===== Record list =====

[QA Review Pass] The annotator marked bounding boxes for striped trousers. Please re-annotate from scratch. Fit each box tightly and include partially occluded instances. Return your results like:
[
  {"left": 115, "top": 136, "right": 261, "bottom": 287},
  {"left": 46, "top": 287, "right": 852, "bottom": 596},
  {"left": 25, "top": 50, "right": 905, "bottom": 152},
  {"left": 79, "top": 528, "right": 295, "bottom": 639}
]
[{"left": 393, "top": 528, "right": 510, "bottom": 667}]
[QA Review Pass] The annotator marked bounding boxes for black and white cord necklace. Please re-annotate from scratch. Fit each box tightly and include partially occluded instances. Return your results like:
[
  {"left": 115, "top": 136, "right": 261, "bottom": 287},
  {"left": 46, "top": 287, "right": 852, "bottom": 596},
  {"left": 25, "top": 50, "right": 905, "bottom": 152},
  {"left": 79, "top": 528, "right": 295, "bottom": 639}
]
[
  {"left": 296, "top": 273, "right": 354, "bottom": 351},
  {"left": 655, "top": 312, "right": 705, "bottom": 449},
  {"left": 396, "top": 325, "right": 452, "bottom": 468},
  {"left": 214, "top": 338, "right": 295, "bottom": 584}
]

=====

**Task**
Beginning at the line that contains "[QA Review Pass] The annotator marked bounding boxes for black", retype each line of the listing up to and including the last one, exactly as it stands, and nothing else.

**Completed exercise**
[QA Review Pass] The annotator marked bounding boxes for black and white cord necklace. Please re-annotate from scratch. Fit each box tightly and include partially occluded instances. Return your results like:
[
  {"left": 115, "top": 136, "right": 261, "bottom": 287},
  {"left": 46, "top": 287, "right": 852, "bottom": 596},
  {"left": 25, "top": 50, "right": 905, "bottom": 152},
  {"left": 79, "top": 528, "right": 295, "bottom": 639}
]
[
  {"left": 296, "top": 273, "right": 354, "bottom": 351},
  {"left": 655, "top": 312, "right": 705, "bottom": 449},
  {"left": 396, "top": 325, "right": 452, "bottom": 468},
  {"left": 214, "top": 338, "right": 295, "bottom": 584}
]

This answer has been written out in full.